__Exercise requirements__
In the entries below, find the line containing "Target element: the reflection on wet sand", then copy it and every later line exactly, ending with the last line.

__The data__
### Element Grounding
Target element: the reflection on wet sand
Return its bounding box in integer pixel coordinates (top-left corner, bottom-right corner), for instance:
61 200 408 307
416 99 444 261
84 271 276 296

__Answer section__
Target element: the reflection on wet sand
Return its bounding box in integer pixel coordinates (top-left corner, bottom-right corner), for instance:
61 200 408 307
416 99 444 261
84 271 276 296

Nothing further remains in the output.